# Exercise objective:
According to the post on array bounds checking, what values does i take on when the for loop runs?

# Document extract:
※ ※ ※

Array bounds checking: what is legal
Chris Torek
chris at mimsy.umd.edu
Sun Sep 2 06:37:35 AEST 1990
In article <26196 at mimsy.umd.edu> I wrote:
>`&arr[sizeof arr/sizeof *arr]' ... is Officially Legal.
(Those who would dispute this are advised to see ANSI Standard
X3.159-1989, otherwise known as `The ANSI C Standard', sections 3.2.2.1
(Lvalues and function designators), 3.3.3.4 (The sizeof operator), and
3.3.6 (Additive operators).)
This seems to be rather universally misunderstood. To amplify a bit:
In article <29051 at nigel.ee.udel.edu> gdtltr at freezer.it.udel.edu (Gary Duzan)
writes:
>I don't believe accessing the element after is legal, but the pointer
>is still legal.
Correct. Given `int a[4];', the following holds:
int *p = a; /* legal */
a[0], a[1], a[2], a[3]; /* all legal */
p[0], p[1], p[2], p[3]; /* all legal */
p = &a[4]; /* legal */
*p; /* illegal (a[4] does not exist) */
p--; /* legal */
p = a; /* legal */
p--; /* illegal */
p = &a[4]; /* legal */
p[-4], p[-3], p[-2], p[-1]; /* all legal */
Note the last carefully: it is not the subscript itself that makes a
given x[i] legal or illegal, but rather whether x+i yeilds a legal address
and, if so, whether *(x+i) is also legal.
Now, as to why &a[4] is legal when a[4] is not, consider:
int i;
for (i = 0; i < 4; i++)
printf("%d\n", i);
When this code is run, i takes on five values, namely 0, 1, 2, 3, and 4.

※ ※ ※

# Data segment:
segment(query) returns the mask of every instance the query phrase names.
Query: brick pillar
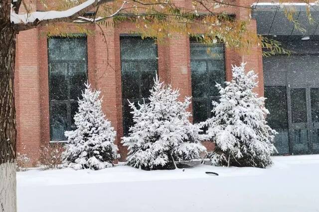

※ ※ ※

# Answer for this exercise:
Five values: 0, 1, 2, 3, and 4.